Natural-language object grounding data:
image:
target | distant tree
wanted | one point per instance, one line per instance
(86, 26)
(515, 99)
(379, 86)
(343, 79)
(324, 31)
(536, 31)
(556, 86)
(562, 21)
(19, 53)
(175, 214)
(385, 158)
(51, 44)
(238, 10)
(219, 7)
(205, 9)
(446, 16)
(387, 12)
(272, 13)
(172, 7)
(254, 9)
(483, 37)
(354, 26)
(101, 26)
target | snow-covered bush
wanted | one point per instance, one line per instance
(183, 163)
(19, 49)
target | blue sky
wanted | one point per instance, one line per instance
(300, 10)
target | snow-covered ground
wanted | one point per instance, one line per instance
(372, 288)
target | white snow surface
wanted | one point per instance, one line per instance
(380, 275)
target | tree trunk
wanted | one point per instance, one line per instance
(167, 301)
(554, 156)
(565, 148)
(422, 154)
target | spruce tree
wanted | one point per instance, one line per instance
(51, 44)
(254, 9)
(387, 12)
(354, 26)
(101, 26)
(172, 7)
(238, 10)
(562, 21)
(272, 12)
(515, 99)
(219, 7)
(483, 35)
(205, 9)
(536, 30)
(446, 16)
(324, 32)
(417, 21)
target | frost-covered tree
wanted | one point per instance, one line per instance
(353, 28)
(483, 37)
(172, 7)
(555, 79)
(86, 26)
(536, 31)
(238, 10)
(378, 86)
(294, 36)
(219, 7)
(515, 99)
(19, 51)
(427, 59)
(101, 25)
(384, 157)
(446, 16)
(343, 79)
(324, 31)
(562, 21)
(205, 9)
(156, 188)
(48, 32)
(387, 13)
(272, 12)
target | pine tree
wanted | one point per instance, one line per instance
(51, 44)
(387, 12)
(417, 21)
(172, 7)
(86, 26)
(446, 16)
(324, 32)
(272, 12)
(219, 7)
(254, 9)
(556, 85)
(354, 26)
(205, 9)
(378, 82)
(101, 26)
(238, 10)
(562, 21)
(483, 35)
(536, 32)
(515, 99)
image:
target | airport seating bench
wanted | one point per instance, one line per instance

### What you will do
Starting at the line with "target | frost-covered tree", restate each line through the end of the records, both ends included, and stop there.

### Answer to the exercise
target | frost-covered tree
wanted | one point per instance, one line per instance
(353, 28)
(483, 37)
(172, 7)
(555, 79)
(86, 26)
(536, 31)
(238, 10)
(378, 86)
(294, 36)
(219, 7)
(515, 99)
(19, 51)
(427, 59)
(101, 25)
(384, 157)
(446, 16)
(343, 79)
(324, 31)
(562, 21)
(205, 9)
(156, 188)
(48, 32)
(387, 13)
(272, 12)
target | pine tree
wanted | one point per instance, one line per instance
(51, 44)
(387, 12)
(417, 21)
(172, 7)
(86, 26)
(446, 16)
(324, 32)
(272, 12)
(219, 7)
(254, 9)
(556, 85)
(354, 26)
(205, 9)
(378, 82)
(101, 26)
(238, 10)
(562, 21)
(483, 35)
(536, 32)
(515, 99)
image:
target | airport seating bench
wanted | one point per instance, one line per instance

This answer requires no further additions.